To this group, Cleveland’s TRW will add increasingly valuable space-based assets. TRW builds the government’s most advanced snooping satellites, chock-full of sensors that can detect heat plumes from missiles and eavesdrop on wireline phone conversations. These are ever more valuable in waging war -- and winning a bigger share of the growing spending on missile defense.

Yet although Northrop has broken into the top tier, some analysts rap Kresa for paying too much for his acquisitions. “Shareholders have taken it a little on the chin,” says Paul Nisbet, an analyst at JSA Research, an independent aerospace equity research firm in Newport, Rhode Island.

Kresa bristles at the criticism. “If you look at any of the history of any of the deals we made, every one of them started out with, ‘We paid too much.’ Six months later it’s ‘brilliant'; a year later, ‘phenomenal.’”

Indeed, although Northrop’s debt has more than tripled since 2000, it remains at investment grade, largely because cash flow has tripled as well. Net debt fell to $4.6 billion in the third quarter, from $5.0 billion in 2001, reducing the company’s debt-to-capital ratio from 38 to 36 percent. The number of shares will have increased dramatically, from 71 million in 2000 to 187 million after the TRW deal is done, because of all the acquisitions. Yet, according to Nisbet, equity per share has sharply increased, from less than $55 per share in 2000 to an estimated $91 per share in 2003. Cash flow per share is expected to increase 11 percent to $15.50 next year.

“It’s a fair criticism to say that Kresa’s strategy has centered on being big rather than on financial returns,” says John Hayes, a senior analyst with Atlantic Trust Pell Rudman, a division of Amvescap, in Boston. “But if you look at the share price, which has grown eightfold in the past decade, you can see it’s been the right decision. Size and scope matter in this business.”

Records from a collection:
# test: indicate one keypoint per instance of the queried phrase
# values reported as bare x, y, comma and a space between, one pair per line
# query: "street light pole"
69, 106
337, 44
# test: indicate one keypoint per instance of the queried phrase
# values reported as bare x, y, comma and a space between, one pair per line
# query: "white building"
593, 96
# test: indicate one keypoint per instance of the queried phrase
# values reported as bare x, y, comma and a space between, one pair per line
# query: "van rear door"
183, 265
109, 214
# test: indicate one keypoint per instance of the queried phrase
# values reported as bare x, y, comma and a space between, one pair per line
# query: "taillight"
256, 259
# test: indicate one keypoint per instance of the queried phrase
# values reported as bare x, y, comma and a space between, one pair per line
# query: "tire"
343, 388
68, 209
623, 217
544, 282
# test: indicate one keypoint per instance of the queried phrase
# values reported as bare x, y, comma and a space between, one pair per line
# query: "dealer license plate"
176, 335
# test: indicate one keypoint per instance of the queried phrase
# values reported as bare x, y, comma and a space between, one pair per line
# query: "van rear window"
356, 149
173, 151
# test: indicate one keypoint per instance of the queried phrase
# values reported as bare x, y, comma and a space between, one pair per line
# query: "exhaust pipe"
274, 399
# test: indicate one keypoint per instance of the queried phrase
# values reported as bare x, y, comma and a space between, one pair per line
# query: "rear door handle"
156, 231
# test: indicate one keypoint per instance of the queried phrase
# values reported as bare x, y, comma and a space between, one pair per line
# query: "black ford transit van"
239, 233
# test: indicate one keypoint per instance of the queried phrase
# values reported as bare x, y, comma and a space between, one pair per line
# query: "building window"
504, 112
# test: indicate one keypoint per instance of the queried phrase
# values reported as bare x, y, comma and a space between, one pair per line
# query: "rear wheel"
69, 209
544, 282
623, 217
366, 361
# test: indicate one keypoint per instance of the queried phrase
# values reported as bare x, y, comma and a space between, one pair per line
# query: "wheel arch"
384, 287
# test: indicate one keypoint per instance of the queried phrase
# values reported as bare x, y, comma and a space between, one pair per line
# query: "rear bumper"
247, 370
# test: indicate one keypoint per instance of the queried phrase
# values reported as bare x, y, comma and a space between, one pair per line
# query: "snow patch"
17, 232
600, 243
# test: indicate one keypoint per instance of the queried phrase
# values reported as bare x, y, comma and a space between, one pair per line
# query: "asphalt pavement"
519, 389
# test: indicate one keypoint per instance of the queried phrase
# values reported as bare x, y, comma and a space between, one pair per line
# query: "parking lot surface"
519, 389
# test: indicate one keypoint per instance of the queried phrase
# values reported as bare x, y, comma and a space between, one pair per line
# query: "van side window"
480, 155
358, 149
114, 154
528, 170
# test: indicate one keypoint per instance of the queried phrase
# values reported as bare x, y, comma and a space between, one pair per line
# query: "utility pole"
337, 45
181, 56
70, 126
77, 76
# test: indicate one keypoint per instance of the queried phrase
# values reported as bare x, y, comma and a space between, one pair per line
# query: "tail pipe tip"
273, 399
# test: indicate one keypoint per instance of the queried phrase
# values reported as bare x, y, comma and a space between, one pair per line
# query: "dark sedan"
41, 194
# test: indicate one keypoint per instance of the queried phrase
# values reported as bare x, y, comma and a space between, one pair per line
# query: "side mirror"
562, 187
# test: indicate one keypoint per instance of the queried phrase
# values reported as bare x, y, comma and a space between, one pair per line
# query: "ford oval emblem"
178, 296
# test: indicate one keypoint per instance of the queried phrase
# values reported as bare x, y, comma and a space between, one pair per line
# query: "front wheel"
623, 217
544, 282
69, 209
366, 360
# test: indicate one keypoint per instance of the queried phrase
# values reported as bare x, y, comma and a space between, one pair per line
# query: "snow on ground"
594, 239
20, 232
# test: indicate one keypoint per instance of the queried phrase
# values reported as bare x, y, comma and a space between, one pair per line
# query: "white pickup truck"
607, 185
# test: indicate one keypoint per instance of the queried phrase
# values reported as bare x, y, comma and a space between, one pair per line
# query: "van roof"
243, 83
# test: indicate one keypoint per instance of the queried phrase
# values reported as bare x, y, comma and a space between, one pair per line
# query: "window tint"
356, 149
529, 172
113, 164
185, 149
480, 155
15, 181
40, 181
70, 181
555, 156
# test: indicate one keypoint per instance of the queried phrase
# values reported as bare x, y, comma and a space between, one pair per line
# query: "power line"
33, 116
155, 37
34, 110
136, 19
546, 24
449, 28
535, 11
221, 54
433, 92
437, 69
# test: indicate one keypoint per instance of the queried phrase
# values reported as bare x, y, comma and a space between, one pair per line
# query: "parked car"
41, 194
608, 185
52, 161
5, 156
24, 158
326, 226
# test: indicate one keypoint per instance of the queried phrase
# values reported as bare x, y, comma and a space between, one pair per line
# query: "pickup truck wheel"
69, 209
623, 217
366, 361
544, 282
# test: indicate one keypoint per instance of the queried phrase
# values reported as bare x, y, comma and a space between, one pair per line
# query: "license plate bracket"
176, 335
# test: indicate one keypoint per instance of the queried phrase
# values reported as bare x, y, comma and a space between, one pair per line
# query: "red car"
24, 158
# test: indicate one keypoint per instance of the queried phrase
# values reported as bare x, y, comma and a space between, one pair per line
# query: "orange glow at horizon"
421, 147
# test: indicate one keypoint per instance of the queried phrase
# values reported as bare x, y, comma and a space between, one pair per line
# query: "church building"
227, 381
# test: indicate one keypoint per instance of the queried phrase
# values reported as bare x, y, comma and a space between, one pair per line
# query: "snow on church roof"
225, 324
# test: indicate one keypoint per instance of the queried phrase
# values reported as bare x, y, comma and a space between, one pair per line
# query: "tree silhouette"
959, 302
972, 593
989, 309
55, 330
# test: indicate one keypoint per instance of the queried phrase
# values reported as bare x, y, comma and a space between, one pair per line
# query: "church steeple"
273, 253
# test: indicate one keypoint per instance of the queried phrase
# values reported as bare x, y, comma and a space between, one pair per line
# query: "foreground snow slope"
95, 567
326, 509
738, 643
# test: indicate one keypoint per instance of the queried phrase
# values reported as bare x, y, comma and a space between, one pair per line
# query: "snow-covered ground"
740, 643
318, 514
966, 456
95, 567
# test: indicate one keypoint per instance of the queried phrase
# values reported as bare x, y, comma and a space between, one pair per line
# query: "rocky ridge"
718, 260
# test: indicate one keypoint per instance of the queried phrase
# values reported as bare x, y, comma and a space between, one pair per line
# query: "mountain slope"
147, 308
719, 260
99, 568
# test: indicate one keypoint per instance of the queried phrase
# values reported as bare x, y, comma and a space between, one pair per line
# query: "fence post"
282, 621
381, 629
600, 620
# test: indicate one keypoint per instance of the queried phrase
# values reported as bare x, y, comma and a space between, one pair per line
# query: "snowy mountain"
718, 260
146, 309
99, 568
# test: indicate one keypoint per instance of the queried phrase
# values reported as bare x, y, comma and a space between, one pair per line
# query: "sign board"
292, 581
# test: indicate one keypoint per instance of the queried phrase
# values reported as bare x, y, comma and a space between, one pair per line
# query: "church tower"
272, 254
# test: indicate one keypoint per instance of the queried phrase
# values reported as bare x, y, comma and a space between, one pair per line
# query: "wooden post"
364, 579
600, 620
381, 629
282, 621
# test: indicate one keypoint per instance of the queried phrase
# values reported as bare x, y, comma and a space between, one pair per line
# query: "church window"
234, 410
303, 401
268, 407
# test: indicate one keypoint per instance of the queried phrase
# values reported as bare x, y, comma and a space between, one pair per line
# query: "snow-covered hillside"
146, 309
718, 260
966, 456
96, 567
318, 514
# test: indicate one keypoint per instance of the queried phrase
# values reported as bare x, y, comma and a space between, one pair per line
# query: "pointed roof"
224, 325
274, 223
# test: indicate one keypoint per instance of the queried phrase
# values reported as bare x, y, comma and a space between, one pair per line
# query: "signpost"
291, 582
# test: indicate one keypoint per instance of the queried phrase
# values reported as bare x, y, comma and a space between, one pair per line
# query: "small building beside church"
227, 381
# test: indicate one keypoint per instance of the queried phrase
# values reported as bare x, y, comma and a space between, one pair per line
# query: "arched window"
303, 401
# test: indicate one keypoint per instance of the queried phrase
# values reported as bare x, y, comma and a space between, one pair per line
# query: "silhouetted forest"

■ EXERCISE REQUIREMENTS
a. Tally the lines of the entries that contain the string "plate" and give only that number.
b. Carry on the passage about Northrop's acquisitions from the point where it stops.

■ THE RESPONSES
a. 2

b.
NORTHROP GRUMMAN HAS COME A LONG, long way in ten years. When Kresa rose to chairman and CEO of Northrop Corp. in September 1990, the company was in deep crisis. The end of the cold war meant smaller defense budgets and the paring of numerous long-term programs. One victim of the peace dividend was Northrop’s cash cow, the B-2 stealth bomber program, which was eventually slashed from a planned 132 aircraft to 21. And the company had lost to Lockheed in a bid to build the next generation of stealth fighters. Northrop, which also made airplane parts and electronics systems, needed to decide whether it had a future in the defense business.

“We had to exit totally, by closing the company or selling it and giving the money to shareholders, or figure out another way to go,” says Kresa.

To find a new direction, a special strategy committee led by Albert Myers, Northrop’s treasurer and M&A point man, began in 1990 to ponder the shape of war in a world with one superpower. Their conclusion: Post-cold-war conflicts would be less predictable and more regional, and Pentagon spending would fall sharply from Reagan-era peaks.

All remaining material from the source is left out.